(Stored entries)
Segment Open

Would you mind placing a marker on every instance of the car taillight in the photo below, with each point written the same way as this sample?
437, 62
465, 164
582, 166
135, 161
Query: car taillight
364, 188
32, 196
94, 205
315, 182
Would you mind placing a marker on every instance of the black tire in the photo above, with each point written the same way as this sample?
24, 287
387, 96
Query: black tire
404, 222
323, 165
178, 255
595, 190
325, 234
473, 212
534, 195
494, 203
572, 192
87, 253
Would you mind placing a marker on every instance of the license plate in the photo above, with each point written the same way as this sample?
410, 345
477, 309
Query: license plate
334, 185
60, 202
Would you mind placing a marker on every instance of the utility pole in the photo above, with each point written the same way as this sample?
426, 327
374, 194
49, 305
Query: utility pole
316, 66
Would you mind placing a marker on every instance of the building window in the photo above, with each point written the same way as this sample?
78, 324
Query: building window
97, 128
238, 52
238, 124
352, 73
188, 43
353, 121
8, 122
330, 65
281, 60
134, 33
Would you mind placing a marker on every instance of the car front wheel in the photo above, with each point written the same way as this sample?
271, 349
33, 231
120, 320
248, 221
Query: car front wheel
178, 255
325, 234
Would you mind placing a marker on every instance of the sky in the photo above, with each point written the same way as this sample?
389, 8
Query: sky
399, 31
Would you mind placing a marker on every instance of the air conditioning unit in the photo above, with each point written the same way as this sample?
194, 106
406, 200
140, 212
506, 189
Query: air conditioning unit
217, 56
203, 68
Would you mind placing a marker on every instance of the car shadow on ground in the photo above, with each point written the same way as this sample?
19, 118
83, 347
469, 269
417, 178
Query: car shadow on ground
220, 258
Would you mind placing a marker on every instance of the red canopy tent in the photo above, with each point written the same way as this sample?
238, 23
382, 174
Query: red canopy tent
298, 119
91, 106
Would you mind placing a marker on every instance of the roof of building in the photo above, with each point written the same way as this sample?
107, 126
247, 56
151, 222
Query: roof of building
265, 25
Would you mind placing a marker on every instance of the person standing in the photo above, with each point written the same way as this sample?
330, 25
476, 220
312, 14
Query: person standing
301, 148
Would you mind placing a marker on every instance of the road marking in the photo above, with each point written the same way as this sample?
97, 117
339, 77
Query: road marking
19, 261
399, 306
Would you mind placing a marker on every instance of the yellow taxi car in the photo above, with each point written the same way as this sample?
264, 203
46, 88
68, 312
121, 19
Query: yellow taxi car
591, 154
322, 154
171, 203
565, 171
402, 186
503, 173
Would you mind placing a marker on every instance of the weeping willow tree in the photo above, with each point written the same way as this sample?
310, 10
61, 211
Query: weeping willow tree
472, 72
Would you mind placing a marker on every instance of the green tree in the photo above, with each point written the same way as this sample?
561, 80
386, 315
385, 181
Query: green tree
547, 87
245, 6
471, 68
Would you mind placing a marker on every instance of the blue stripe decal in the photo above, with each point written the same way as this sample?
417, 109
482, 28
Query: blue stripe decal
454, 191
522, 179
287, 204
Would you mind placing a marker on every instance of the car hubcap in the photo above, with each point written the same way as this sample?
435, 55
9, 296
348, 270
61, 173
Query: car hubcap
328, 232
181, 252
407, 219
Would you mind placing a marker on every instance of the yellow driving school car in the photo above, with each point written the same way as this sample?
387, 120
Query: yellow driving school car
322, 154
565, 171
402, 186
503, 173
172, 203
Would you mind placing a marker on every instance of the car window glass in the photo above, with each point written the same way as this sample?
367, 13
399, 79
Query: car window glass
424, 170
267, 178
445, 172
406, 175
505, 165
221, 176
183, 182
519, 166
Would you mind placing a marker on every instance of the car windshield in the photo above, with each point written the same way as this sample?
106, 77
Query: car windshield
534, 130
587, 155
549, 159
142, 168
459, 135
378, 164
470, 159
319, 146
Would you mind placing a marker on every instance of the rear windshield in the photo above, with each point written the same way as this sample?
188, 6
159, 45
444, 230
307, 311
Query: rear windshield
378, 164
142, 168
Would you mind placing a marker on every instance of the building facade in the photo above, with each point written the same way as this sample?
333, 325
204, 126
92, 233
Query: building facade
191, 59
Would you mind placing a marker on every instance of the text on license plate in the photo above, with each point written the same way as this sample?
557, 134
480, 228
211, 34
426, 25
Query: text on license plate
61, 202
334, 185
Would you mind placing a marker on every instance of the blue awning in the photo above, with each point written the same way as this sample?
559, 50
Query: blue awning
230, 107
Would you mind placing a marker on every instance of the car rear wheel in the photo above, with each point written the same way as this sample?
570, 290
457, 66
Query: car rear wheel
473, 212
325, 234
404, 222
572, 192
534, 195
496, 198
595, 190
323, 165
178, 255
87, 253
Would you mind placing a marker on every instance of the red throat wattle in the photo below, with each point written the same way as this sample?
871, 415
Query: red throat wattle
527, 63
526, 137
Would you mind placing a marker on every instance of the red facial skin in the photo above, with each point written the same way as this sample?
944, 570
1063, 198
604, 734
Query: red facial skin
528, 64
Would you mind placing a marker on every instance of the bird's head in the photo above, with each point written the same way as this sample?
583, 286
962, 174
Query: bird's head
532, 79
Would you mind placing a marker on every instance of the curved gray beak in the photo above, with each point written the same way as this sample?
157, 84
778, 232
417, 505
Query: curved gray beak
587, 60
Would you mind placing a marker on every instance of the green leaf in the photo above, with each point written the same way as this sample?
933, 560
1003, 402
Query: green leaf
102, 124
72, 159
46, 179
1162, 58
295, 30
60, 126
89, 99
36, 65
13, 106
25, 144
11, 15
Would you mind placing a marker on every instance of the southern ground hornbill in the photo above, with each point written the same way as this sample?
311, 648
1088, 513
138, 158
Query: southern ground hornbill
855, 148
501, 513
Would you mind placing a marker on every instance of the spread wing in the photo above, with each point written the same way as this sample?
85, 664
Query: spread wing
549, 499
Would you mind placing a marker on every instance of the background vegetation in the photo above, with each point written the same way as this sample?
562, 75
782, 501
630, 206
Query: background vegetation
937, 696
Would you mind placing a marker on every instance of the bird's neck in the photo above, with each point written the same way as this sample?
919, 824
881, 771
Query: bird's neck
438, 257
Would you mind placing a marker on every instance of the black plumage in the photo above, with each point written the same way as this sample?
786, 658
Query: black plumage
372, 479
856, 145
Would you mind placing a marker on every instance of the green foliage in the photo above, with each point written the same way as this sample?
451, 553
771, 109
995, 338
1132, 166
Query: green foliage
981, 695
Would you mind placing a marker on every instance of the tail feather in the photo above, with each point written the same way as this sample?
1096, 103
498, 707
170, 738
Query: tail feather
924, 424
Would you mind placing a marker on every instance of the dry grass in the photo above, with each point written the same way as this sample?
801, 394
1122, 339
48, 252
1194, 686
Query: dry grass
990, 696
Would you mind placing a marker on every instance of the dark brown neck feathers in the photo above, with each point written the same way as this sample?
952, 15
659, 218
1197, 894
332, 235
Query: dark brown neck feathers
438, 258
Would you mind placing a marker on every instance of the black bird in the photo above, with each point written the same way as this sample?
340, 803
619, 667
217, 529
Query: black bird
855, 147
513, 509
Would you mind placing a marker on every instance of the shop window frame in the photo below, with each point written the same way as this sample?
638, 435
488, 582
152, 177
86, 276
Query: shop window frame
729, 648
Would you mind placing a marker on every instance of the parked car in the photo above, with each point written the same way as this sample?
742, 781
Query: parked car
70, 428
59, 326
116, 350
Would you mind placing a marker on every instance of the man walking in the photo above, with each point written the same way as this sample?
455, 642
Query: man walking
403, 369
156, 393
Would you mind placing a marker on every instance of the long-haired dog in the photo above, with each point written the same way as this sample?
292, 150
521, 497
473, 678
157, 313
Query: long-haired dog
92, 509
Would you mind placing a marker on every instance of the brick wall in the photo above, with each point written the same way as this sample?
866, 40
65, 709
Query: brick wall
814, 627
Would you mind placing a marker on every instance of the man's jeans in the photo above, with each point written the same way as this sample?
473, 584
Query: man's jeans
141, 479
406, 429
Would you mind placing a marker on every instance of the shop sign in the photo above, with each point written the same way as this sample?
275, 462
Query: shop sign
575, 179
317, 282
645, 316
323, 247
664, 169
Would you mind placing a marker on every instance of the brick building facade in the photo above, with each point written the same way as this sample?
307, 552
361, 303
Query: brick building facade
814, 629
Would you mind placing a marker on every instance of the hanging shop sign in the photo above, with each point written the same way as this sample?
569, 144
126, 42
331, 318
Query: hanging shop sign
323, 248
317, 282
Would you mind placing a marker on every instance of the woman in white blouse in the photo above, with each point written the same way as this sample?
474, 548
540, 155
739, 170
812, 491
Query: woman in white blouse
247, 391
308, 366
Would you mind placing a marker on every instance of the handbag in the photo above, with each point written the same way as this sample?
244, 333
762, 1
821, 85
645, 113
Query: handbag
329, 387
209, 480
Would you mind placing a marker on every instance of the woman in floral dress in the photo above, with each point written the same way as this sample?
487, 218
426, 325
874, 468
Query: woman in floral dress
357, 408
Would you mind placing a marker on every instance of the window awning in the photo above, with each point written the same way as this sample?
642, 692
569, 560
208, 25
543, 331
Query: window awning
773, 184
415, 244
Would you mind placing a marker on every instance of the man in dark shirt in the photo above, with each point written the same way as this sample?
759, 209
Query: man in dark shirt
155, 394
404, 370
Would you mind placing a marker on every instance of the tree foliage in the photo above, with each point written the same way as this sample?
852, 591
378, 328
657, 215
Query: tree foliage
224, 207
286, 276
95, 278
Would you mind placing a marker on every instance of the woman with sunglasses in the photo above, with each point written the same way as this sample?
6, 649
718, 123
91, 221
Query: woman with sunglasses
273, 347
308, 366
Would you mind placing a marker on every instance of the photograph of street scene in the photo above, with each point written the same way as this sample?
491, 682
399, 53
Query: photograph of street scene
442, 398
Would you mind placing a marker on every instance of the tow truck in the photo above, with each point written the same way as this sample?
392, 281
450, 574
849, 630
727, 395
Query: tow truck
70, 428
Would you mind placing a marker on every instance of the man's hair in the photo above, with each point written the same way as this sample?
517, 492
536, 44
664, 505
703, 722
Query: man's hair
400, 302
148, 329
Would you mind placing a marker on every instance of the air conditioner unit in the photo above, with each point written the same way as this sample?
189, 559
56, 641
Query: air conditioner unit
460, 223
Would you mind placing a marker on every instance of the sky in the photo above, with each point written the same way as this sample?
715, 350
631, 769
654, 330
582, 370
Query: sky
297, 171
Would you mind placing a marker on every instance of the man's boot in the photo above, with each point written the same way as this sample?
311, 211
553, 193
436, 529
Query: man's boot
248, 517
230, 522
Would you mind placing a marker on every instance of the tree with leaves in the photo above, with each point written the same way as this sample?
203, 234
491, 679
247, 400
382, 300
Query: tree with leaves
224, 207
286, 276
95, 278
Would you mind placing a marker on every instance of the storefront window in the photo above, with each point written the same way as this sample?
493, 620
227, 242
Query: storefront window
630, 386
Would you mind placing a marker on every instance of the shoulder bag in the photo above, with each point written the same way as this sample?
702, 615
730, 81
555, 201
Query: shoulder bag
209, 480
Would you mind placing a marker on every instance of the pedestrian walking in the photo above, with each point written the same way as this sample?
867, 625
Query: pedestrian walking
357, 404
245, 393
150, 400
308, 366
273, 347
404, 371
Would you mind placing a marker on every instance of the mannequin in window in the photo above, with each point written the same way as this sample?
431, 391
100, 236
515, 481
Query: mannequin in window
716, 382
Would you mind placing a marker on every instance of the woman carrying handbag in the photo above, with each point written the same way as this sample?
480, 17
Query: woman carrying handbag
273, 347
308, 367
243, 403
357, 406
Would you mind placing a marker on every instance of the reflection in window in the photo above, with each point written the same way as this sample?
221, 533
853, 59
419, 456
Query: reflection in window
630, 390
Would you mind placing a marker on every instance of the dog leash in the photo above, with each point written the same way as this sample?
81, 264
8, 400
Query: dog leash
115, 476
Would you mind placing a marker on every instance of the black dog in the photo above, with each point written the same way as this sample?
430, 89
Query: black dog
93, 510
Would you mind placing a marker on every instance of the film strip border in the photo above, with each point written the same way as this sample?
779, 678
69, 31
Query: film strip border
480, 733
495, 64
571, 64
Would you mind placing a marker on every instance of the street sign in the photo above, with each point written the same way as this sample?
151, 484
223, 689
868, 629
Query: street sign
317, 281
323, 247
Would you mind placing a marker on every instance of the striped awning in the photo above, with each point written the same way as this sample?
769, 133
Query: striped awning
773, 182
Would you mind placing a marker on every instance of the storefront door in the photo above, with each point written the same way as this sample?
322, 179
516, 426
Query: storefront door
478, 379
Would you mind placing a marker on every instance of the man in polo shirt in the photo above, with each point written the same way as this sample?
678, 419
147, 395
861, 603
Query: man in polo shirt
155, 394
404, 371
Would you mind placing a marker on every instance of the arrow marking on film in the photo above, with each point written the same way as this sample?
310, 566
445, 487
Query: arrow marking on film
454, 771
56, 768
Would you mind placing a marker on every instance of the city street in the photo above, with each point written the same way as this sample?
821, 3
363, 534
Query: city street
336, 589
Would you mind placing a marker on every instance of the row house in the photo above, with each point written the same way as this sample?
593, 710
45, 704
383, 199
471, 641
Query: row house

Segment Closed

> **EXERCISE GOAL**: All of the lines above that carry the string "below" need to be found and copied.

> **EXPECTED ANSWER**:
Would you mind placing a marker on every instance of the car taillight in the photo below, with each point written the same way as this sample?
Would you mind placing a marker on every instance of the red throat wattle in the photo below, with each point written the same way as this sample?
Would you mind placing a marker on every instance of the shop window frame in the photo below, with each point written the same way as this sample?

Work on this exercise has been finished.